▶ [SHORT TASK]: Copy out the items below verbatim, starting at the line that contains "[pin] tree root" and continuing through the last item, including both ends.

============================================================

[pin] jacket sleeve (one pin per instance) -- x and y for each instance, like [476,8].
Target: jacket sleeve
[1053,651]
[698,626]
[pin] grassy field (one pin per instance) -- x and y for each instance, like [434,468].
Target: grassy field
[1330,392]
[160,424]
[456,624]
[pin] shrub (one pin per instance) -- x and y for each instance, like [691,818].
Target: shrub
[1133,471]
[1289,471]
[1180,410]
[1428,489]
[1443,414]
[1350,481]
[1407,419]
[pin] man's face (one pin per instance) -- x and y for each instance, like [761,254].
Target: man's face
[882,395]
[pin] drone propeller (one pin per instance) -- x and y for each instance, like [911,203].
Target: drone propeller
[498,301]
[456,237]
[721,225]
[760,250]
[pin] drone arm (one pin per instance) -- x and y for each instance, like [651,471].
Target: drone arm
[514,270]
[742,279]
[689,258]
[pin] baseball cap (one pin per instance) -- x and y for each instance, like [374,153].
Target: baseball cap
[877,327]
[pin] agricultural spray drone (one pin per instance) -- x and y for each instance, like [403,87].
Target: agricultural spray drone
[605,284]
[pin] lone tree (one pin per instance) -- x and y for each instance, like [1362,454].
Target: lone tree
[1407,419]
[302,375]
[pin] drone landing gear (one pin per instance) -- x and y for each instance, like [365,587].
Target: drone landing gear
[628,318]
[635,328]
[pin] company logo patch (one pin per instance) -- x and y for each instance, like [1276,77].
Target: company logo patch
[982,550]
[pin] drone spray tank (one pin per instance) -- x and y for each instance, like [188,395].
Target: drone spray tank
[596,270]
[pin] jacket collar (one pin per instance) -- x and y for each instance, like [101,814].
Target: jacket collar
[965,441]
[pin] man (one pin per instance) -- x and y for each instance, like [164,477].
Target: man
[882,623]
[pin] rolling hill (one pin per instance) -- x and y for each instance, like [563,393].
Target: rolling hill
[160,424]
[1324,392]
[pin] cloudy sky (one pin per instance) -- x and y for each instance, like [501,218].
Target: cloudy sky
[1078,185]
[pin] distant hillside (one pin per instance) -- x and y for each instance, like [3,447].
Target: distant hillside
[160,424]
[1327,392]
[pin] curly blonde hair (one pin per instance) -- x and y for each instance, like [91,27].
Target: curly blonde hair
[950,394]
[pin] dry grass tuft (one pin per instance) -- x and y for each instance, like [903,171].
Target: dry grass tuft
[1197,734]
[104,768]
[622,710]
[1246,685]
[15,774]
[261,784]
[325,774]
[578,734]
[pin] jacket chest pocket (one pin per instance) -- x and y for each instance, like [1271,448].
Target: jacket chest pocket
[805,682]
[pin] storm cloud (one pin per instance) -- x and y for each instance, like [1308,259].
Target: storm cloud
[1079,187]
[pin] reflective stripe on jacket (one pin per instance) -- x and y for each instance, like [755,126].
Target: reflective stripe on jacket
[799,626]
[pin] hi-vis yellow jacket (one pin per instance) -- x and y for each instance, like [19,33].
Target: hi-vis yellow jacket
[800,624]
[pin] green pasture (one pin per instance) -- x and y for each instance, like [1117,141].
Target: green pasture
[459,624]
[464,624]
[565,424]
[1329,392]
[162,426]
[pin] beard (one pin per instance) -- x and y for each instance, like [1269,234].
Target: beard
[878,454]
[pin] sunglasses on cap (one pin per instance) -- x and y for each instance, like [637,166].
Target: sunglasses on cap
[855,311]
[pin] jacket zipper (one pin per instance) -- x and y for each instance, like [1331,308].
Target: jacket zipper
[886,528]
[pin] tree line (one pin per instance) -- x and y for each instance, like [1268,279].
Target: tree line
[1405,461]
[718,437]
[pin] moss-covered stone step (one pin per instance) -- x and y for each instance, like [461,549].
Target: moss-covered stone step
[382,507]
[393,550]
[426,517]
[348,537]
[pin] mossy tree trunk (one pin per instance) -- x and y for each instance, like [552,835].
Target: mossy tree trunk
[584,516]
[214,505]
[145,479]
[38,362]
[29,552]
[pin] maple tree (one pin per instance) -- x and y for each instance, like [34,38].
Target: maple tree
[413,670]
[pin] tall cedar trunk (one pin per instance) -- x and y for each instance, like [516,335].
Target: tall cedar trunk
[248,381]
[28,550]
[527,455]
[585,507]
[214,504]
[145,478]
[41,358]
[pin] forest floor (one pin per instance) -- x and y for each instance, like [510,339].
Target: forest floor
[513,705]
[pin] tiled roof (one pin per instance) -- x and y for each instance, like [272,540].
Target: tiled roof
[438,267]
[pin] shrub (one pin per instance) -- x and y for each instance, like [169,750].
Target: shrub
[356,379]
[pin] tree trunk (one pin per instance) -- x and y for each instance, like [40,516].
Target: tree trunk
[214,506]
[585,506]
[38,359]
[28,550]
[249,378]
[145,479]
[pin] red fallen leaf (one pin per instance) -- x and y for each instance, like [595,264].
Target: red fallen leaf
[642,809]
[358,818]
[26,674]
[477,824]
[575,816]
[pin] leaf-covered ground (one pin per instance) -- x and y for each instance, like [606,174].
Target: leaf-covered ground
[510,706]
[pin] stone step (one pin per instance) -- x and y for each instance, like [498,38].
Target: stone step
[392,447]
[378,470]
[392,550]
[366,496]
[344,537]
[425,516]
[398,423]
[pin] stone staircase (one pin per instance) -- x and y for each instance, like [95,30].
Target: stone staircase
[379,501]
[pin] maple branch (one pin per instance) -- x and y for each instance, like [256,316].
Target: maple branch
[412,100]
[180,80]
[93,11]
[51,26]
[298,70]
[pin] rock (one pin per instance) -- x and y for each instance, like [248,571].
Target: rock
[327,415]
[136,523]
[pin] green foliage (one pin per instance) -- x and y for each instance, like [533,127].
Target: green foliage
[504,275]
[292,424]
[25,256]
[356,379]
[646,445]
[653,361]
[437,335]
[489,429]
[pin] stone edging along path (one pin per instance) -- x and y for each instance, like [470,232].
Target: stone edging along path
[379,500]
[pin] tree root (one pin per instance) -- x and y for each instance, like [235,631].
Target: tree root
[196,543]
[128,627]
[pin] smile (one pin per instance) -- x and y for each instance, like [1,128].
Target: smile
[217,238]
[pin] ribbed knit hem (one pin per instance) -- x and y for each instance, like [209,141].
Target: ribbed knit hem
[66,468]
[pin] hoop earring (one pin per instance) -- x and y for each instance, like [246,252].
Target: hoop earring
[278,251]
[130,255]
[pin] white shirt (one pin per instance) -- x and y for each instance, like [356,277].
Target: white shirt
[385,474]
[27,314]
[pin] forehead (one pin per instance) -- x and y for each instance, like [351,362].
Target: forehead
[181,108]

============================================================

▶ [EXERCISE SOLUTION]:
[pin] tree root (one pin per instance) -- x and y for each instance, like [235,631].
Target: tree root
[196,543]
[128,627]
[pin] smile (one pin per instance) -- x and y for each instance, like [1,128].
Target: smile
[217,238]
[pin] ribbed knit hem (one pin per instance) -- x and y for each instance, like [209,141].
Target: ribbed knit hem
[66,468]
[pin] hoop earring (one pin per instance) -- x and y for each instance, like [246,252].
Target: hoop earring
[278,251]
[130,255]
[pin] white shirt (one pin per instance) -- x and y for each instance, like [356,277].
Target: white shirt
[385,474]
[27,314]
[pin] forehead (one pin per instance) -- x and y for each instance, like [351,362].
Target: forehead
[181,108]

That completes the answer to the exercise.